▶ **Work required**
The answer is to be one number: the count of lines in this listing that have the string "slope".

*** Stored data Section Begins ***

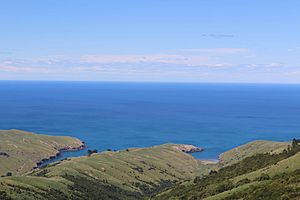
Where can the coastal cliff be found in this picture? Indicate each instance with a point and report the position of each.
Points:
(22, 151)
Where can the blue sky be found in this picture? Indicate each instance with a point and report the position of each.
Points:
(158, 40)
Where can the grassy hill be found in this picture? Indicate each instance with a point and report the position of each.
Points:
(257, 170)
(20, 150)
(266, 175)
(129, 174)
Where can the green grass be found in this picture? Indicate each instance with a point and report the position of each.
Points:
(132, 173)
(269, 172)
(24, 149)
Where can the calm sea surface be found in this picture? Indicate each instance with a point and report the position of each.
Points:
(121, 115)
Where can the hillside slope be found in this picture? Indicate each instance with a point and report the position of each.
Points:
(20, 151)
(269, 175)
(128, 174)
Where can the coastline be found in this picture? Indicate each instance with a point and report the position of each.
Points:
(51, 159)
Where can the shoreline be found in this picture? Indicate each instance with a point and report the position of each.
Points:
(51, 159)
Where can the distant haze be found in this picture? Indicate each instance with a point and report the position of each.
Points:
(159, 40)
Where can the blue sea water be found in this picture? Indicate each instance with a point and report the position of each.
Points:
(119, 115)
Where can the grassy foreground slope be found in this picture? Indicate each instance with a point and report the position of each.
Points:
(269, 175)
(20, 150)
(129, 174)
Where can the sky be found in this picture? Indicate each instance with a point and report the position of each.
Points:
(242, 41)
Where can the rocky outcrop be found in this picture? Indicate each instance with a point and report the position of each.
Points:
(186, 148)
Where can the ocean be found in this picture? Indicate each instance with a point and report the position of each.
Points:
(116, 115)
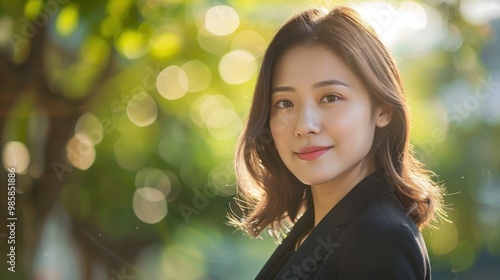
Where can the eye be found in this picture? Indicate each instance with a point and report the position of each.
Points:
(329, 98)
(283, 104)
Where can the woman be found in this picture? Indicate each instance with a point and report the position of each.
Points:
(326, 151)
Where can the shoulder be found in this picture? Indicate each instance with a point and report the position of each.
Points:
(383, 242)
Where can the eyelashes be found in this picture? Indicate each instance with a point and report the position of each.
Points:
(285, 103)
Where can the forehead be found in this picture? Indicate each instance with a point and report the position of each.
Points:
(310, 64)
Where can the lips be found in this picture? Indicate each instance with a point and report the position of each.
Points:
(312, 152)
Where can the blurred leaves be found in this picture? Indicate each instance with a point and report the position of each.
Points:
(130, 111)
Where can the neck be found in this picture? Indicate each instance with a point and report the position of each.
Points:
(328, 194)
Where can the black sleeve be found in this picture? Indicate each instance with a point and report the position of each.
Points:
(386, 252)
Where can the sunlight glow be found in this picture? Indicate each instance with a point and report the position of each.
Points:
(153, 178)
(172, 83)
(149, 205)
(67, 20)
(80, 151)
(142, 109)
(90, 127)
(221, 20)
(237, 67)
(198, 74)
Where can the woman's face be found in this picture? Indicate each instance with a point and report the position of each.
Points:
(321, 118)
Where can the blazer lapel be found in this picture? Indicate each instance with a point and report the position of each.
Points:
(321, 242)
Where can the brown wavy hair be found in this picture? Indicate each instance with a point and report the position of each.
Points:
(268, 193)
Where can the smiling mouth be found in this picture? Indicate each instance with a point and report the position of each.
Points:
(311, 153)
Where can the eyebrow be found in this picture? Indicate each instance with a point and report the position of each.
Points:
(315, 86)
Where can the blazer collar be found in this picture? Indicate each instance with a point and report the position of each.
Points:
(321, 240)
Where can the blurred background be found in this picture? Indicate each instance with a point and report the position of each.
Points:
(120, 118)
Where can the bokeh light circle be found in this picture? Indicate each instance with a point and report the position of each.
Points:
(198, 74)
(149, 205)
(80, 151)
(172, 83)
(142, 109)
(237, 67)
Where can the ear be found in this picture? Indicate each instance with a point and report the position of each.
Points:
(383, 114)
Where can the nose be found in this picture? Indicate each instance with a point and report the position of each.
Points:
(308, 122)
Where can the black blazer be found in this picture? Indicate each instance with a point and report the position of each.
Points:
(367, 235)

*** Stored data Section Ends ***

▶ **Exercise output**
2